* [Excerpted records]
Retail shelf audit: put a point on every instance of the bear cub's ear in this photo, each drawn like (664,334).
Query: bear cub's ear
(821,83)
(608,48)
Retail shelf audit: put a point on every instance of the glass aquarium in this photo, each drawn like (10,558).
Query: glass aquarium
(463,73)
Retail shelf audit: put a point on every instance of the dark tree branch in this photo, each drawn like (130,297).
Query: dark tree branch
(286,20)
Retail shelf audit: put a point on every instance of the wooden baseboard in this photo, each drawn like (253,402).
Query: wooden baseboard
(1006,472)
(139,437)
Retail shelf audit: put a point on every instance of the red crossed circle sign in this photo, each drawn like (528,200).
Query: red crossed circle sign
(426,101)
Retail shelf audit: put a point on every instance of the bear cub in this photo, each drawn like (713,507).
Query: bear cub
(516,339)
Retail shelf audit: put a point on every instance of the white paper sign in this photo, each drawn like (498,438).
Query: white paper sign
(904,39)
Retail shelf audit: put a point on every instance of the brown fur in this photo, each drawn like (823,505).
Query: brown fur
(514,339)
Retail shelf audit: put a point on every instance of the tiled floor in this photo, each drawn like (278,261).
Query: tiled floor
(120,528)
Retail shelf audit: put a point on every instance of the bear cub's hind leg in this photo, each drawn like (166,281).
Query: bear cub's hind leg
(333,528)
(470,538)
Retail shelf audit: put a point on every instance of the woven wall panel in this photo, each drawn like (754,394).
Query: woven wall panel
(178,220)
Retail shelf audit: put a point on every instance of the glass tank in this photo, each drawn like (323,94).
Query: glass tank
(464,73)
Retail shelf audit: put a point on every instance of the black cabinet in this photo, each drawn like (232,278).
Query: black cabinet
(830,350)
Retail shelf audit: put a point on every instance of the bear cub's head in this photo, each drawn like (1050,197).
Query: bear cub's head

* [Work required] The full listing should be duplicated exactly, line by line.

* [Result of this exercise]
Retail shelf audit: put a point on every instance of the bear cub's ear in this photo, each drawn like (664,334).
Query: bear cub's ear
(821,83)
(608,48)
Retail shelf audit: put a point on every instance of the glass aquarium in this photo, each drawn like (10,558).
Query: glass aquarium
(463,73)
Retail shelf audit: put a point on every instance of the dark tree branch in this photo, each drawn like (130,297).
Query: dark tree branch
(286,20)
Retail shelf audit: put a point on every instance of the wooden baseboard in this photo, each drawn like (253,402).
Query: wooden baseboard
(1006,472)
(139,437)
Retail shelf audit: put a point on every instance of the red crossed circle sign in this photo, each drawn like (528,200).
Query: red crossed circle sign
(426,101)
Retail shelf audit: put a point on every instance of the bear cub in this photo, each drawn like (713,507).
Query: bear cub
(516,339)
Retail shelf audit: put a point on every instance of the white paper sign in this photo, each drawn like (498,438).
Query: white paper sign
(904,39)
Retail shelf audit: put a point on every instance of the brown fur in this photo, each drawn like (823,505).
Query: brown fur
(514,339)
Retail shelf audit: put a point on every instance of the tiled floor in this photo, each drawn like (278,261).
Query: tiled floor
(120,528)
Retail shelf audit: put a point on every instance of the bear cub's hind leg in this photo, each drawn like (166,281).
Query: bear cub's hind leg
(333,528)
(470,538)
Retail shelf audit: put a point on every instance of the woven wall panel in this photo, each drawn like (754,394).
Query: woven wall panel
(178,220)
Retail shelf audit: put a point on every instance of the glass tank in this photo, each drawn like (323,94).
Query: glass tank
(464,73)
Retail shelf audit: put a point on every instance of the black cabinet in this photo, each drawn like (232,278).
Query: black cabinet
(830,350)
Retail shelf audit: put a point on every instance of the bear cub's head in this photo, each drawn like (1050,197).
Query: bear cub's head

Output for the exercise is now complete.